The Diplomat is the top ranking pipe of the three that I have, IMO, and I will always have one of these around. When the Legend and C.G. bite the dust, I'll replace with the Diplomat.

So, I have three MM cobs, two meerschaums and 5 briars. This is also the order of my favorites. As I've been trying lots of different tobaccos over the last few months, the cobs and meers get quite a workout. I'm lucky in that, where I live, humidity is very low and pipes dry out quickly.

If I had to choose one pipe type, it would be a MM cob. I prefer the cob over the meers and, if you factor in price, it's a no brainer. As I smoke by myself 90% of the time, "fashion" isn't high on my list of priorities and I can't think of anyone offhand that I need to impress


----------



## Z.Kramer (Jul 2, 2009)

Good insight on the MM stems. I will have to pick myself up a diplomat.


----------



## Contrabass Bry (May 3, 2010)

It's funny (and sad at the same time) that a recently acquired MM Legend smokes better than my briar and my meer.

I'm wondering how much I'd have to dump into a briar to get one that smokes as well. :sad:


----------



## Terrier (Jan 15, 2010)

##############################

Directive 1 » In the pipe forum thread, which pipe types does the first poster own, and how many of each?
Directive 2 » According to the pipe forum thread, what percentage of the time does the first poster smoke alone?

Entries »
##############################

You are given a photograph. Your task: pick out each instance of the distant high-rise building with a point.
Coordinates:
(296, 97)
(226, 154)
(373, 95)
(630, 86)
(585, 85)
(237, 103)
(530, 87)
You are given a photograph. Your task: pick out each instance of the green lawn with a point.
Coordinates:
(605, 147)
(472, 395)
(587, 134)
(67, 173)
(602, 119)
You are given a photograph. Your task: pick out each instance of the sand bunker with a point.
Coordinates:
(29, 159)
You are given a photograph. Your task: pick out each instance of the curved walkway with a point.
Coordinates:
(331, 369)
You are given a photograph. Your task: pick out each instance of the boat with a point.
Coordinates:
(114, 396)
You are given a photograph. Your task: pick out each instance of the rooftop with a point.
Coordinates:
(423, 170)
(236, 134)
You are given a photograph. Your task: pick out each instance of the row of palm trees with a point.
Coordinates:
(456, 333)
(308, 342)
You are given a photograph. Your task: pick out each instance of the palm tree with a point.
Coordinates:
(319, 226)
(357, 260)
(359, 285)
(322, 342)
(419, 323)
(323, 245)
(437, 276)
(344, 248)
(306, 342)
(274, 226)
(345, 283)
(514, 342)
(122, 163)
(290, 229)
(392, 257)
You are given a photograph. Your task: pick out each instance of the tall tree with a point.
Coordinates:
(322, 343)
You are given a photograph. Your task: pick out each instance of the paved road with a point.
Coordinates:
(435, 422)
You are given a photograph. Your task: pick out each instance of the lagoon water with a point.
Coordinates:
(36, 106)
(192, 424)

##############################

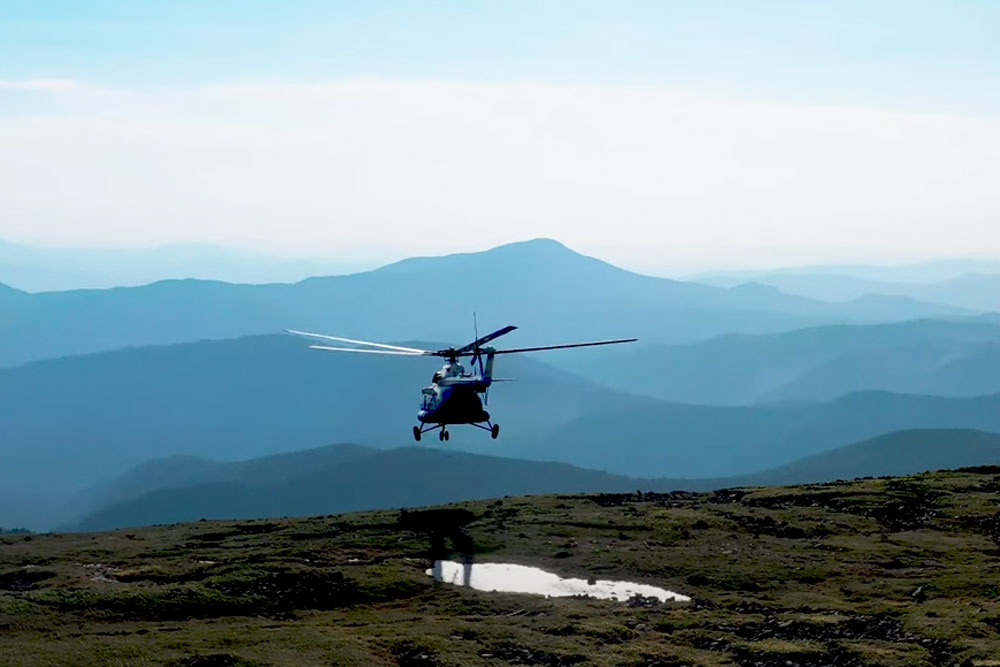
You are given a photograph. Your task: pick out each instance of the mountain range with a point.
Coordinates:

##############################

Task output 1 » Three MM cobs, two meerschaums, and five briars.

Task output 2 » 90%